— Extracted text —
┏━━

Joseph Campbell, philosopher and student of humanities self-told stories has said we need a new mythos for the 21st century. I agree. When presented with today’s ever growing and changing understanding of the birth and extent of the universe, the so called truth of our place with in it born in the minds of a people who did not even know stars existed provide no useful framework nor explanation. When the answer given to the question of possible immortality or an extended life comes from philosophies derived at a time when life was brutal and short and thus was rationalized as being ordained to be so, it will be wrong. When challenged to consider responsibility for an entire planet and all the life it carries, the underlying righteous short sightedness of a tribal society whose very survival was based on the taking of anything it could tear from the earth will not do. When confronted with the possibilities that flow from our own minds each day and in an instant travel the breadth of the planet, possibilities that at the same instant threaten our very existence and offer us the stars, possibilities that at one in the same time show us paths to the future we did know existed only fifty years ago and crush the assumptions that have given us comfort for millenia, the answers on the table fail the test of tomorrow’s needs. Even when, as they are, these religious philosophies are augmented and inseminated with the cold eyed credibility of consumption based conformity as a means of assuring satisfaction and stability, they fail to fill the void. Even though, at their hearts they may provide solace for the soul and sign posts for living, they are incomplete. It is time for the next shift.

Borrowing from the metaphors of previous spiritual and cultural shifts in a way that is for this shift more than appropriate, we need a new guiding star. The story of our origin, our place and our destiny needs, in fact demands a new set of answers, as those given us by the ancients are limited, primitive, often in conflict with what we now know at their basic level and given the context of today’s civilization and where it may go, they offer us little comfort nor inspiration.

They are nearly done. A new time is coming, informed by an enlightened and ever growing understanding of ourselves, and fed by a philosophy that does not fight change but embraces the expansion of knowledge. A new society is about to arise on the shoulders of the giants of the past, that even as it uncovers and unmasks in ever greater detail the realities behind the old myths, is determined to apply their wisdom while avoiding their mistakes, while opening up the future in a way that would be inconceivable to our ancestors.

For even as we have for so long sought it, using what we thought we know to inform us, I think that until this very moment in time we could not really answer that core question, and thus could not discover that central truth. We simply did not know enough. Further, we did not have the tools to act upon it, nor implement what was necessary to achieve the destiny it offers. We do now.

I believe there is a new answer, an answer that fits our culture and time, an answer that does not conflict with many of the answers given us by those primitive and ancient speakers to and of God and the gods of their time – be they the mystical spirits of unseen heavens or the concrete churches of consumerism and capital gain. In fact the answer I offer in many ways affirms and extends the core messages at their heart, while offering us a possible truth born of our own modern society and the cultural language of today. We can be both fulfilled and unified, take all we want and give everything in the service of us all, push ourselves to our limits and end the idea of limits itself.

There is indeed a new answer to the question “Why?” that can act as the new informing, directing and sustaining driver of civilization for the next several thousand years.

Again, as far as can be determined, we are the only creatures that ask this question, and I think there is a reason we do – and that while we have tried in many ways to find its answer, only now, only in the last few years have all the pieces come together so that we can at last do so. We are at last at an apex, a point in time where our own evolution has reached an inflection point that avails us the ability to finally use the knowledge we have and the tools at hand to both answer the question correctly – and to act upon the answer, even as we still struggle with our primordial and primitive selves.

┗━━

— Given data —
┏━━

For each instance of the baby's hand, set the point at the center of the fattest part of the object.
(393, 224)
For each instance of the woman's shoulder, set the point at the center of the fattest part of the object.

┗━━

— Tasks to carry out —
a: The essay above about needing a new mythos has an opening paragraph. List every sentence in that paragraph that starts with the word "When."
b: Write out again the part of the essay on a new mythos above, starting with "They are nearly" and going on through "to our ancestors.".

— Answers to the exercises —
a:
1. When presented with today’s ever growing and changing understanding of the birth and extent of the universe, the so called truth of our place with in it born in the minds of a people who did not even know stars existed provide no useful framework nor explanation.
2. When the answer given to the question of possible immortality or an extended life comes from philosophies derived at a time when life was brutal and short and thus was rationalized as being ordained to be so, it will be wrong.
3. When challenged to consider responsibility for an entire planet and all the life it carries, the underlying righteous short sightedness of a tribal society whose very survival was based on the taking of anything it could tear from the earth will not do.
4. When confronted with the possibilities that flow from our own minds each day and in an instant travel the breadth of the planet, possibilities that at the same instant threaten our very existence and offer us the stars, possibilities that at one in the same time show us paths to the future we did know existed only fifty years ago and crush the assumptions that have given us comfort for millenia, the answers on the table fail the test of tomorrow’s needs.

b:
They are nearly done. A new time is coming, informed by an enlightened and ever growing understanding of ourselves, and fed by a philosophy that does not fight change but embraces the expansion of knowledge. A new society is about to arise on the shoulders of the giants of the past, that even as it uncovers and unmasks in ever greater detail the realities behind the old myths, is determined to apply their wisdom while avoiding their mistakes, while opening up the future in a way that would be inconceivable to our ancestors.